CONSEGNE DA SVOLGERE:
- a) Trascrivi parola per parola un passo del testo sul film «Il giardino delle parole». Parti dalle parole "Se fosse vissuto" e fermati dopo le parole "i propri sogni.".
- b) Quanto dura la pellicola, titoli di coda compresi, secondo il testo sul film «Il giardino delle parole»?
- c) Prosegui il testo sul film «Il giardino delle parole» partendo dopo la sua ultima frase.

Se Gabriele D'Annunzio non avesse scritto "La pioggia nel pineto"...
Se fosse vissuto circa un secolo dopo...
Se avesse visto qualche film di Hayao Miyazaki...

Se, se, se...

Domande ipotetiche a parte, il film d'animazione "Il giardino delle parole" di Makoto Shinkai è una vera e propria gioia per gli occhi e per la mente. Nonostante la breve durata [46 minuti comprensivi di titoli di coda], la pellicola colpisce immediatamente per l'uso dei colori e l'animazione degli sfondi. E non crediate a quanto potreste leggere su Wikipedia o su altri siti di informazione cinematografica, perché: i veri protagonisti sono le gocce d'acqua. Gocce che cadono dal cielo, gocce che disegnano laghi, gocce che aumentano il passo seguendo il riflesso delle figure umane e delineano ogni singola foglia degli alberi. La stagione delle piogge diventa una metafora per la descrizione dell'animo umano, quasi fosse una sorta di rifugio in cui ripararsi e coltivare i propri sogni.

DATI IN ESAME:
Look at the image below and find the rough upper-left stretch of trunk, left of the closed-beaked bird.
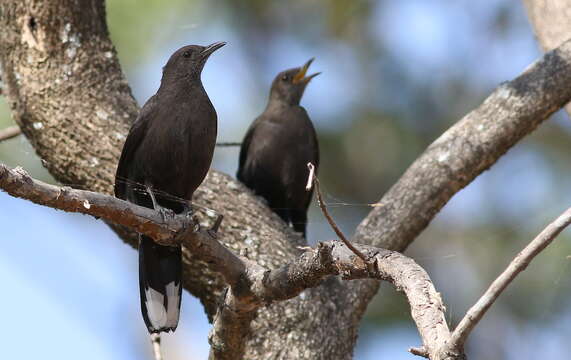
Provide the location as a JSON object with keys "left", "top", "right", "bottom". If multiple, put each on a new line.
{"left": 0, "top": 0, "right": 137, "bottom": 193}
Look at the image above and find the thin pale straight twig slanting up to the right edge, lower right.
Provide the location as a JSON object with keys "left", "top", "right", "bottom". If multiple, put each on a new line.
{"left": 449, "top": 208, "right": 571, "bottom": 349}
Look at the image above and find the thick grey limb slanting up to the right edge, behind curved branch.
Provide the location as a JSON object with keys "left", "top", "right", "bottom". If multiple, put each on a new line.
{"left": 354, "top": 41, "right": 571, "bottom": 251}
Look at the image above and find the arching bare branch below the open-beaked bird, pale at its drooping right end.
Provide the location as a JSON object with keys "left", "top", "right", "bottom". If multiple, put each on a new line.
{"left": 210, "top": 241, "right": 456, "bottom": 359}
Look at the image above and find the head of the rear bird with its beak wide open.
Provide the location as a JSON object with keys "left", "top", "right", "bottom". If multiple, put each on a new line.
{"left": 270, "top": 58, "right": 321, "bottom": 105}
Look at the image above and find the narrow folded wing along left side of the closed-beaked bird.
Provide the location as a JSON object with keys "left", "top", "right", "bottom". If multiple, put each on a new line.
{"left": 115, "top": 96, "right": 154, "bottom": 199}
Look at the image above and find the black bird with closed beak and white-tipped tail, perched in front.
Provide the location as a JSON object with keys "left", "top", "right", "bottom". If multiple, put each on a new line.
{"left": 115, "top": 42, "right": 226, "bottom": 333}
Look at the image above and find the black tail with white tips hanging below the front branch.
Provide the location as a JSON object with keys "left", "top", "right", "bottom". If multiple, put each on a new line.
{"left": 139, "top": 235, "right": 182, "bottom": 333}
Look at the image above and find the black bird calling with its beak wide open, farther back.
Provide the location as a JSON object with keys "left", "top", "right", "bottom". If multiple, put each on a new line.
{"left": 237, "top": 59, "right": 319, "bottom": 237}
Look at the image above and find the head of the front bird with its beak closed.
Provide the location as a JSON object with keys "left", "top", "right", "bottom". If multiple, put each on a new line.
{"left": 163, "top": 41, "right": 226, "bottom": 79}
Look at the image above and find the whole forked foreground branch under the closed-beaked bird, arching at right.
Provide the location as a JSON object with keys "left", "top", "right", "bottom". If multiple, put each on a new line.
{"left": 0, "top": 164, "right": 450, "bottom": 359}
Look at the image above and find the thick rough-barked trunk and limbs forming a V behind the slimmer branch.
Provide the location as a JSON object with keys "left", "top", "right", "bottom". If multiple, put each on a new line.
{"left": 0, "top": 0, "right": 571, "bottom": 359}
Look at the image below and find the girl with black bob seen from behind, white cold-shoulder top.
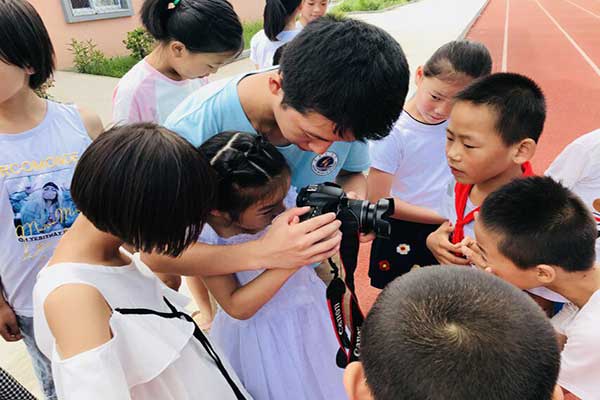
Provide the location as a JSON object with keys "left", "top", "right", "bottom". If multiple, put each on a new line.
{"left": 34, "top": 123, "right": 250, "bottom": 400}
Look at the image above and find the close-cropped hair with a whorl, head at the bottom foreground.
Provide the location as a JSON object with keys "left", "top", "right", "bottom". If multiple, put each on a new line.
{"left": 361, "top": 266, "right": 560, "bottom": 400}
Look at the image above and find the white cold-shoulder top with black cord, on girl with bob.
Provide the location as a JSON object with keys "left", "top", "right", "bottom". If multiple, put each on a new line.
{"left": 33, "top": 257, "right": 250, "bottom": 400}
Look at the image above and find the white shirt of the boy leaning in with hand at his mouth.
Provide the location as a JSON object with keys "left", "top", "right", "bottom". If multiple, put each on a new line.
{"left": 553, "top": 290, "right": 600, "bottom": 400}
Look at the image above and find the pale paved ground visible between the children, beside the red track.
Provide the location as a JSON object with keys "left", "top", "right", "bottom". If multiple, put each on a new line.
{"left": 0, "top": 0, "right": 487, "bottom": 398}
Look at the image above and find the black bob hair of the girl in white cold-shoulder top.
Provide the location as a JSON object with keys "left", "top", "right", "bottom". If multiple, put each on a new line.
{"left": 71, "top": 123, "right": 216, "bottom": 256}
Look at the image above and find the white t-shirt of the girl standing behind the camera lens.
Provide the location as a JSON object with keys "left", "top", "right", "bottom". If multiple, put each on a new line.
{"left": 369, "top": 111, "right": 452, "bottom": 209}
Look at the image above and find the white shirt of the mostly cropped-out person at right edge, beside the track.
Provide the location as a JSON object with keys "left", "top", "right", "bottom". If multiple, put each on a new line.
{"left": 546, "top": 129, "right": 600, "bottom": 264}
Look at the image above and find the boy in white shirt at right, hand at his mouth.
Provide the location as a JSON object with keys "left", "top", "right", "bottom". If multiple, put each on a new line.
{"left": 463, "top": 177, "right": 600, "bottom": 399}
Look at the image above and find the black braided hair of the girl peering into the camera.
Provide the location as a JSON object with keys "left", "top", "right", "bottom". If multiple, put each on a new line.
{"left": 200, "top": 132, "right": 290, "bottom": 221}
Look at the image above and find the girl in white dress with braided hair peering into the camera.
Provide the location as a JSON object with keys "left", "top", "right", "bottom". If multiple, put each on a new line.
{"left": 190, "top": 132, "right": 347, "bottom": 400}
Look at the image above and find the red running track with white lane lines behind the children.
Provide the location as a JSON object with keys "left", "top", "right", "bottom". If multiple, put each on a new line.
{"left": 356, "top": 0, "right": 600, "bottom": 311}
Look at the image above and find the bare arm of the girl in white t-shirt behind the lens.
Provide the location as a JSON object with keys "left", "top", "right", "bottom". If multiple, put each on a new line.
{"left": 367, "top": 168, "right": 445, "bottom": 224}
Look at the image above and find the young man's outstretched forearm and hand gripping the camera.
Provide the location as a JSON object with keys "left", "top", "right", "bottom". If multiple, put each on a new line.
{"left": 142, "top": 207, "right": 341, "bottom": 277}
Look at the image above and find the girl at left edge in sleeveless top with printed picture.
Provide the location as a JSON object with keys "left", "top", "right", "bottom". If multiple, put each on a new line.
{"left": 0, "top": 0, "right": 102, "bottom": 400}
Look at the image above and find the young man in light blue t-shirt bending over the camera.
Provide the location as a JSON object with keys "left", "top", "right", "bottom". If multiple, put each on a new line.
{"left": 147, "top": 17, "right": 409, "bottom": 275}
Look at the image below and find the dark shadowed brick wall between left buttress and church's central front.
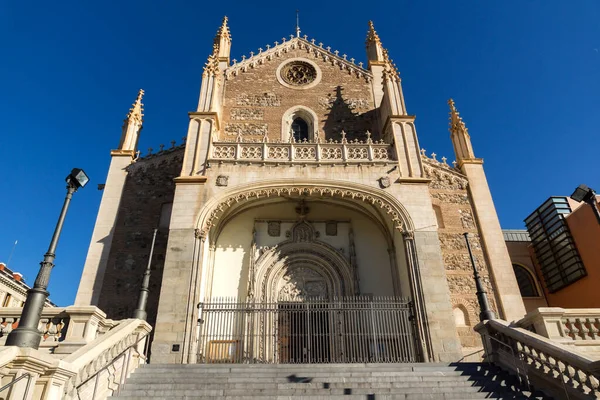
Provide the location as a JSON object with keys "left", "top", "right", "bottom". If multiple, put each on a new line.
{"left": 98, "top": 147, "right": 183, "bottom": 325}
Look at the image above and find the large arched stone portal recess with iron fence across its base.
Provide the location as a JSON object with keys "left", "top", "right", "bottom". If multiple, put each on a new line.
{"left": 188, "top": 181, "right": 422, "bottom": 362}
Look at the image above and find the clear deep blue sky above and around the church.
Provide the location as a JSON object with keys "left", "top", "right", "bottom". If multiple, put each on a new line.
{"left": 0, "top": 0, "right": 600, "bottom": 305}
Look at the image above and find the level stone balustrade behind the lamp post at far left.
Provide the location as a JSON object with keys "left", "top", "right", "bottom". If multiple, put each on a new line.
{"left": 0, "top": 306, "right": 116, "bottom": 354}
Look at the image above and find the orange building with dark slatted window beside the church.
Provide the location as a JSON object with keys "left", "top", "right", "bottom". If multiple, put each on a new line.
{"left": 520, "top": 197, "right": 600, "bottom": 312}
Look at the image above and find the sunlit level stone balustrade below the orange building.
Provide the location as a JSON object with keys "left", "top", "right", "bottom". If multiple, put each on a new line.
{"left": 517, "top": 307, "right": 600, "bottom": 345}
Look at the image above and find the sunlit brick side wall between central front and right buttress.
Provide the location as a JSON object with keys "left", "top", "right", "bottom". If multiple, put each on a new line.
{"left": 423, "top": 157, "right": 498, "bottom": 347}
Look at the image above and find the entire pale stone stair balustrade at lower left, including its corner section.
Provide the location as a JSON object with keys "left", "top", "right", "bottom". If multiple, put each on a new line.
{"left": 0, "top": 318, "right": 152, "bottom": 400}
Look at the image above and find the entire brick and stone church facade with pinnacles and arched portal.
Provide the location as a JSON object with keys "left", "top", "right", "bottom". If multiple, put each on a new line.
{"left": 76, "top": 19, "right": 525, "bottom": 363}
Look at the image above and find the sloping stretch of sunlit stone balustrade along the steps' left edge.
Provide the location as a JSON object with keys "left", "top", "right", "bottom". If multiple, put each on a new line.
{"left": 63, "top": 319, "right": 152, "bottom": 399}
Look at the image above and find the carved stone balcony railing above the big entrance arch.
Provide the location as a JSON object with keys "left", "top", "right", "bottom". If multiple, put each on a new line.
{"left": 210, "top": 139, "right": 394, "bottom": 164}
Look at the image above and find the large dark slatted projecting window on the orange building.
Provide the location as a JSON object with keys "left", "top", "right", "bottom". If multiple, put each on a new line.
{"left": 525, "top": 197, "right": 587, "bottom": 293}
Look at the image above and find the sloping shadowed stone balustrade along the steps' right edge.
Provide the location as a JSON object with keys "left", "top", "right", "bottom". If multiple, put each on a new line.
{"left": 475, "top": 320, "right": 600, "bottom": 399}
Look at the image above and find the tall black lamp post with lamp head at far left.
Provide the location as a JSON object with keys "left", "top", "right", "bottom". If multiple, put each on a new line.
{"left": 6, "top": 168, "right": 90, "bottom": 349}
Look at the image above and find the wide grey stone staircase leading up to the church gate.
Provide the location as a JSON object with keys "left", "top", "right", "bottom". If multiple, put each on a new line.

RISULTATI PER CONSEGNA:
- a)
Se fosse vissuto circa un secolo dopo...
Se avesse visto qualche film di Hayao Miyazaki...

Se, se, se...

Domande ipotetiche a parte, il film d'animazione "Il giardino delle parole" di Makoto Shinkai è una vera e propria gioia per gli occhi e per la mente. Nonostante la breve durata [46 minuti comprensivi di titoli di coda], la pellicola colpisce immediatamente per l'uso dei colori e l'animazione degli sfondi. E non crediate a quanto potreste leggere su Wikipedia o su altri siti di informazione cinematografica, perché: i veri protagonisti sono le gocce d'acqua. Gocce che cadono dal cielo, gocce che disegnano laghi, gocce che aumentano il passo seguendo il riflesso delle figure umane e delineano ogni singola foglia degli alberi. La stagione delle piogge diventa una metafora per la descrizione dell'animo umano, quasi fosse una sorta di rifugio in cui ripararsi e coltivare i propri sogni.

- b) 46 minuti, titoli di coda compresi.

- c)
Okay, nel film è narrata anche la storia di un uomo di 15 anni e una ragazza di 27, e di come le loro vite si intreccino nel ritmo cadenzato dell'acqua piovana. È ovviamente una storia triste, accompagnata da melodie di pianoforte che aggiungono grammi di mestizia alla già plumbea situazione, fino al climax finale in cui alle gocce di pioggia si aggiungono anche inevitabili litri di lacrime. E sarebbe una storia banale nel suo svolgimento e nella sua scontata conclusione, se non ci fosse quella cornice di gocce che, poco per volta, inizia ad espandersi sempre di più diventando la tela stessa su cui si poggia l'intero film. E che lo salva.

Sono sicuramente tre quarti d'ora spesi meglio che dedicando la propria attenzione a polizieschi italiani o gare di vallette. E se il 2013 ha visto la nascita di questa breve pellicola, non vedo l'ora che giunga il prossimo lavoro, sperando possa essere di più ampio respiro. Fino ad allora, cercherò una pura risposta effettiva alle mie nuove domande ipotetiche...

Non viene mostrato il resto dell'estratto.